== 設定課題 1 ==
本文抜粋の「休憩後からミドル級GPの対戦カードが始まりました。」から始まり「の精神力は見事だと思います。」で終わる部分を、「ローキック」を「ミドルキック」に置き換えるよう修正して示してください。

休憩後からミドル級GPの対戦カードが始まりました。


【第五試合 ケガール・ムサシ選手 VS ユン・ドンシク選手】

試合展開は打撃の攻防から始まりました。ムサシ選手の鋭い右ローキックが何発かドンシク選手の足を捉えました。これが効いてしまったようです。それ以上スタンドの攻防は避けたいドンシク選手が寝技を仕掛けますが、逆にムサシ選手に潰されてしまい、ピンチが続きます。1R終了間際にドンシク選手が起死回生の逆転のチャンスを掴みます。腕ひしぎ逆十字が極まりかけますが、ムサシ選手が逃れ1Rが終了します。1Rの最後でドンシク選手は気力を使い果たしてしまったのか、2Rは一方的な展開でした。ムサシ選手にバックを取られ、2Rを通じてコツコツと側頭部にパンチを浴びさせられます。途中で止められていてもおかしくないような試合展開でした。そのまま2Rが終了し、3-0の判定にてムサシ選手が勝利しました。ムサシ選手はDREAM最年少選手ながら非常に落ち着いているのが印象的でした。また、攻め続けられながら起死回生の腕ひしぎで惜しい場面を作ったり、2Rを通じてパンチを浴びさせられながら心が折れずに最後まで戦い抜いたドンシク選手の精神力は見事だと思います。

== 提供レコード ==
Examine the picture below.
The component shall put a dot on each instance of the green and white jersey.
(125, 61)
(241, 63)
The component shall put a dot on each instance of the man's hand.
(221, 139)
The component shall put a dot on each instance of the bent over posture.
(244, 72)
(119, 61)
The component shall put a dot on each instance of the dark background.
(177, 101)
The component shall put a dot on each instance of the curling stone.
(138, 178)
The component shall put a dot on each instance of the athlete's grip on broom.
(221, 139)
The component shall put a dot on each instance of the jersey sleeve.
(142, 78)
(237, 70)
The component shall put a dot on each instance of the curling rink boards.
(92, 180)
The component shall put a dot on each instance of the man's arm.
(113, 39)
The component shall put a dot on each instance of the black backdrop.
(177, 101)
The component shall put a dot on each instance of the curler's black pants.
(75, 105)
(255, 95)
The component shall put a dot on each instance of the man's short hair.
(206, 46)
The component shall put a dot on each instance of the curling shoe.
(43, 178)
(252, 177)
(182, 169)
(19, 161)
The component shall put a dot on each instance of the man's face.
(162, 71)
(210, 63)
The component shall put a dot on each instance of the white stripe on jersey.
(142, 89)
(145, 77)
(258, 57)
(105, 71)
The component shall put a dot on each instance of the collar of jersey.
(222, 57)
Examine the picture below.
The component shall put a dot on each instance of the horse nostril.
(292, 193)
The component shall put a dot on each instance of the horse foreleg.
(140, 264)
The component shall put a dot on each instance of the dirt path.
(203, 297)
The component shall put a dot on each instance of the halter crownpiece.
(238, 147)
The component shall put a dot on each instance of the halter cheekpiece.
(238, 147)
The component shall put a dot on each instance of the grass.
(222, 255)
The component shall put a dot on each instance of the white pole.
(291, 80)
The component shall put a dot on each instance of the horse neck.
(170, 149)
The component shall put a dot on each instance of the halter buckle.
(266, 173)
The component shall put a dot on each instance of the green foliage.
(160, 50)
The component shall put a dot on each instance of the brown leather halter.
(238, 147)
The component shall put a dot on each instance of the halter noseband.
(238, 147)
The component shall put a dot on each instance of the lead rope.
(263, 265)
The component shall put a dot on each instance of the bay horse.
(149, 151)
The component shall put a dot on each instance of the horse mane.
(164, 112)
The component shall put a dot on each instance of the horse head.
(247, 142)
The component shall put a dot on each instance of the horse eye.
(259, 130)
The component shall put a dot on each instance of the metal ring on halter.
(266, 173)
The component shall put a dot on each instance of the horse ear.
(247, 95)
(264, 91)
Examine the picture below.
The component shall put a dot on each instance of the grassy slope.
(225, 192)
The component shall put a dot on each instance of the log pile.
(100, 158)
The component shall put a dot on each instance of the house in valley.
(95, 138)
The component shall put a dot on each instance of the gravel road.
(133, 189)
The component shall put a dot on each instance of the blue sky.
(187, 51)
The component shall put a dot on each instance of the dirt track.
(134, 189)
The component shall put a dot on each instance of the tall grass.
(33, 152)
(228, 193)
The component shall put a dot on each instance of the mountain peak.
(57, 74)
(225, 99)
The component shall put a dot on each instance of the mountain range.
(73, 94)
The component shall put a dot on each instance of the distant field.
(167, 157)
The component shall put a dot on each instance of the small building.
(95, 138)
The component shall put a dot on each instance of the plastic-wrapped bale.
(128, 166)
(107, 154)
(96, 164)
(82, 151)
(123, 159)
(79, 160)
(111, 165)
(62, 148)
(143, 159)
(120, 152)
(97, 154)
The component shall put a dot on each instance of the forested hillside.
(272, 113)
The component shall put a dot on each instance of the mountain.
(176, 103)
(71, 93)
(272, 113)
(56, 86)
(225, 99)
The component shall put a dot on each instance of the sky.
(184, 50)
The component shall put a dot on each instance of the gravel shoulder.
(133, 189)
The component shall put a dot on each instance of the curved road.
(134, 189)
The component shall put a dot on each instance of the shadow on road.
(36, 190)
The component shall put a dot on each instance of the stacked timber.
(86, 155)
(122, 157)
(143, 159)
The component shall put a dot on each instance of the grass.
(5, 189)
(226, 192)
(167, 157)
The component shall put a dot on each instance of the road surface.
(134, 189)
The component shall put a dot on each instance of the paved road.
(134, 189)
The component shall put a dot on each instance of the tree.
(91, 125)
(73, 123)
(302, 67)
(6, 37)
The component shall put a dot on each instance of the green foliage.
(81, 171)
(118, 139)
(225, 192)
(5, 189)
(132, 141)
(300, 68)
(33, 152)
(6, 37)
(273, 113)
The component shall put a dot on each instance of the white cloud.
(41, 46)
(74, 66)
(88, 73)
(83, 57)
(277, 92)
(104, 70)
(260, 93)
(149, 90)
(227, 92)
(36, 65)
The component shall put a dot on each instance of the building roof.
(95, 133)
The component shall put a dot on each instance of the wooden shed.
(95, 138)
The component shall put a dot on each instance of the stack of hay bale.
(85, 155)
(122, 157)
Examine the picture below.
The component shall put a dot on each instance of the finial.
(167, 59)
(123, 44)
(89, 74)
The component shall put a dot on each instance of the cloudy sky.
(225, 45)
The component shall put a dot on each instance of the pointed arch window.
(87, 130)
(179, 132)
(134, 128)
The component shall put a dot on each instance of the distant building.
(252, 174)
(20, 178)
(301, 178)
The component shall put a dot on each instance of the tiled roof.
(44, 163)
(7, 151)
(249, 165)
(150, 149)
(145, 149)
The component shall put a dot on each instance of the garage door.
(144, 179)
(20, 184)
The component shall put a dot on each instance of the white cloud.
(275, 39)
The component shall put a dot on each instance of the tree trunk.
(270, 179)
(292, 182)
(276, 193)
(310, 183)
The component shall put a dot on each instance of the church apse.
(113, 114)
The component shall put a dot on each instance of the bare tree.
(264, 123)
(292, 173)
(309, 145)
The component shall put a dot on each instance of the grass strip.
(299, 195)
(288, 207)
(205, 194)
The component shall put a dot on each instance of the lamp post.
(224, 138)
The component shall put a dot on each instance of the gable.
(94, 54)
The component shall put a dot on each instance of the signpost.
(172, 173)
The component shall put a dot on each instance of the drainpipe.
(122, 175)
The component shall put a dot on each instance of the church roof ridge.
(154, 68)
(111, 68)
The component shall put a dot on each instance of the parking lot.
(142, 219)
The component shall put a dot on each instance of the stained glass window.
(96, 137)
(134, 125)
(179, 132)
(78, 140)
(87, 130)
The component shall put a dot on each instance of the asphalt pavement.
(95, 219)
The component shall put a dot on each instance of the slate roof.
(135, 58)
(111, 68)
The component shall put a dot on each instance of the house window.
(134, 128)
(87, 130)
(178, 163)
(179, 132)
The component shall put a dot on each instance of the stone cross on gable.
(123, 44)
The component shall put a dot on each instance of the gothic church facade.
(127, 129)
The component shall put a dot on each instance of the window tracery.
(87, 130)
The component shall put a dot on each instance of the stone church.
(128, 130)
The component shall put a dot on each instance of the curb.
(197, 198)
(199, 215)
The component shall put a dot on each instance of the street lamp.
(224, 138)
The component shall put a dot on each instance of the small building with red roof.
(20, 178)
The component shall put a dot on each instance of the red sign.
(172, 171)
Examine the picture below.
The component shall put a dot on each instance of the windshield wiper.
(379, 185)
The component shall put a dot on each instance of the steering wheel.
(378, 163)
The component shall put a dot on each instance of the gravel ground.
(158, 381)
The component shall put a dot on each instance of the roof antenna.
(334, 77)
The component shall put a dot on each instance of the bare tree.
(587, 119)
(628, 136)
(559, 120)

== 設定課題 2 ==
「gable」という文字列を含むレコードの行をすべて、そのまま書き出して報告してください。

== 正しい結果 1 ==
休憩後からミドル級GPの対戦カードが始まりました。


【第五試合 ケガール・ムサシ選手 VS ユン・ドンシク選手】

試合展開は打撃の攻防から始まりました。ムサシ選手の鋭い右ミドルキックが何発かドンシク選手の足を捉えました。これが効いてしまったようです。それ以上スタンドの攻防は避けたいドンシク選手が寝技を仕掛けますが、逆にムサシ選手に潰されてしまい、ピンチが続きます。1R終了間際にドンシク選手が起死回生の逆転のチャンスを掴みます。腕ひしぎ逆十字が極まりかけますが、ムサシ選手が逃れ1Rが終了します。1Rの最後でドンシク選手は気力を使い果たしてしまったのか、2Rは一方的な展開でした。ムサシ選手にバックを取られ、2Rを通じてコツコツと側頭部にパンチを浴びさせられます。途中で止められていてもおかしくないような試合展開でした。そのまま2Rが終了し、3-0の判定にてムサシ選手が勝利しました。ムサシ選手はDREAM最年少選手ながら非常に落ち着いているのが印象的でした。また、攻め続けられながら起死回生の腕ひしぎで惜しい場面を作ったり、2Rを通じてパンチを浴びさせられながら心が折れずに最後まで戦い抜いたドンシク選手の精神力は見事だと思います。

== 正しい結果 2 ==
The component shall put a dot on each instance of the gable.
The component shall put a dot on each instance of the stone cross on gable.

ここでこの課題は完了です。